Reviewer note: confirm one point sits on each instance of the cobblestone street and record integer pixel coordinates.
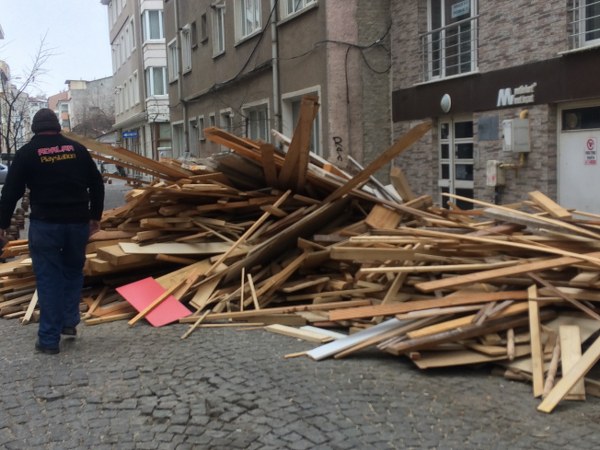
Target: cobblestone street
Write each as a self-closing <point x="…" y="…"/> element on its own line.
<point x="121" y="387"/>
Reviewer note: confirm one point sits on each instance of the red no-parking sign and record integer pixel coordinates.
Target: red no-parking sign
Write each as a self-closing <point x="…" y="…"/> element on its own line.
<point x="591" y="146"/>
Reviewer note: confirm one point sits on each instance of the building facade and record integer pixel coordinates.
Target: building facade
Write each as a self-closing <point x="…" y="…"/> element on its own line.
<point x="244" y="66"/>
<point x="139" y="75"/>
<point x="510" y="88"/>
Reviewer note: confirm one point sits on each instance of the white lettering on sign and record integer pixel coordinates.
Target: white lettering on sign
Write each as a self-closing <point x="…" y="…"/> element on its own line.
<point x="520" y="95"/>
<point x="591" y="145"/>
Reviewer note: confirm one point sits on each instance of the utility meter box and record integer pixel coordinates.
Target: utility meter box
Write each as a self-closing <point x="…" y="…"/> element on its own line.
<point x="516" y="135"/>
<point x="494" y="175"/>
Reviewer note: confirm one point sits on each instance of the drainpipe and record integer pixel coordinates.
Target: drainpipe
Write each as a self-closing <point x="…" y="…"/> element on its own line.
<point x="186" y="132"/>
<point x="275" y="65"/>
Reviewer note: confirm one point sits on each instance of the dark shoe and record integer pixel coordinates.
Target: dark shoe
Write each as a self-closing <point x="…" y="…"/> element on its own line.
<point x="69" y="331"/>
<point x="46" y="350"/>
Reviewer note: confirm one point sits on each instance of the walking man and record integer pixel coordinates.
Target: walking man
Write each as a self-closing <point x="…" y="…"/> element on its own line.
<point x="66" y="194"/>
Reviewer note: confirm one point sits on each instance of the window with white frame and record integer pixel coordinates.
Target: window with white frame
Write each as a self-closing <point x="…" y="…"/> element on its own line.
<point x="186" y="49"/>
<point x="456" y="159"/>
<point x="257" y="122"/>
<point x="247" y="13"/>
<point x="218" y="21"/>
<point x="201" y="126"/>
<point x="156" y="82"/>
<point x="290" y="7"/>
<point x="226" y="120"/>
<point x="172" y="60"/>
<point x="152" y="25"/>
<point x="584" y="23"/>
<point x="450" y="45"/>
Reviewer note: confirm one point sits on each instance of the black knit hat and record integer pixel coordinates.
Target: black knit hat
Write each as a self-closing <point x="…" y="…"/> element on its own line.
<point x="45" y="120"/>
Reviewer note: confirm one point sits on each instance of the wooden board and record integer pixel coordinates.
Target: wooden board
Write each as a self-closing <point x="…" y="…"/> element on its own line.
<point x="175" y="248"/>
<point x="566" y="383"/>
<point x="140" y="294"/>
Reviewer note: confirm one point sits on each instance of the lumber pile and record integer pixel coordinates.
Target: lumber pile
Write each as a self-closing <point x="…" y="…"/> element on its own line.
<point x="260" y="236"/>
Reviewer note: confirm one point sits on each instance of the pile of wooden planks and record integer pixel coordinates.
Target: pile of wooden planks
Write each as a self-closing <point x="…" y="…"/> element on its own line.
<point x="263" y="236"/>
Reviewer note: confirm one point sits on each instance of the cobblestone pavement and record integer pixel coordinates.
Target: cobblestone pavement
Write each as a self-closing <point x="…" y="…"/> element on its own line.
<point x="120" y="387"/>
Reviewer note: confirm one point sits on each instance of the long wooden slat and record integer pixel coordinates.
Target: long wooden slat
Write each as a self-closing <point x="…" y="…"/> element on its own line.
<point x="486" y="275"/>
<point x="566" y="383"/>
<point x="537" y="355"/>
<point x="416" y="305"/>
<point x="413" y="135"/>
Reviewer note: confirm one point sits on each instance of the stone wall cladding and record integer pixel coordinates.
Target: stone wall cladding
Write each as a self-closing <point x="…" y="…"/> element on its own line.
<point x="510" y="34"/>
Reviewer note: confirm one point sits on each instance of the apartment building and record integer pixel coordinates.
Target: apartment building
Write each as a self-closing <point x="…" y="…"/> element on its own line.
<point x="139" y="75"/>
<point x="511" y="88"/>
<point x="244" y="66"/>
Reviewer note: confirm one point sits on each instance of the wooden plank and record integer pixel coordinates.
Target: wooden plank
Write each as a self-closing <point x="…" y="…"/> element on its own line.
<point x="295" y="165"/>
<point x="465" y="298"/>
<point x="401" y="184"/>
<point x="570" y="344"/>
<point x="486" y="275"/>
<point x="549" y="205"/>
<point x="267" y="158"/>
<point x="236" y="315"/>
<point x="537" y="354"/>
<point x="305" y="335"/>
<point x="413" y="135"/>
<point x="566" y="383"/>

:::::

_Task brief_
For this answer, return word for word the lines from the first line of the records through the line containing "Target: window with white frame". Omit the pictures.

_Response_
Reviewer note: confirm one point sits on each instance of the cobblestone street and record integer pixel coordinates.
Target: cobblestone street
Write each as a self-closing <point x="…" y="…"/> element on its own line.
<point x="121" y="387"/>
Reviewer note: confirm one point sits on each instance of the red no-parking sign and record integer pixel coordinates.
Target: red no-parking sign
Write each as a self-closing <point x="…" y="…"/> element on its own line.
<point x="591" y="146"/>
Reviewer note: confirm one point sits on each instance of the building facade and record integer pixel coordinates.
Target: building facade
Write each as a self-closing <point x="…" y="…"/> element on its own line.
<point x="244" y="66"/>
<point x="139" y="75"/>
<point x="510" y="88"/>
Reviewer note: confirm one point sits on each instance of the white lettering on sign and record integer pixel coordinates.
Target: white lettering on sign
Write each as a self-closing <point x="…" y="…"/> element on its own line.
<point x="520" y="95"/>
<point x="591" y="145"/>
Reviewer note: confirm one point sits on each instance of the utility meter box and record integer pixel coordinates.
Target: utility meter box
Write each as a self-closing <point x="…" y="…"/> element on its own line.
<point x="516" y="135"/>
<point x="494" y="175"/>
Reviewer note: confirm one point sits on each instance of the drainpipe and record integer pixel coordinates.
Target: drainpipe
Write each as a self-closing <point x="…" y="…"/> element on its own line.
<point x="186" y="132"/>
<point x="275" y="65"/>
Reviewer note: confirm one point sits on each instance of the dark shoe and record integer pixel coordinates.
Target: dark shoe
Write each as a self-closing <point x="…" y="…"/> element on its own line.
<point x="69" y="331"/>
<point x="46" y="350"/>
Reviewer note: confirm one point sits on each instance of the walking man and record integer pixel coordinates.
Target: walking man
Write each as a self-closing <point x="…" y="…"/> element on its own line.
<point x="66" y="194"/>
Reviewer note: confirm one point sits on each instance of the window with white frame and record integer pixel coordinates.
Target: window with white frame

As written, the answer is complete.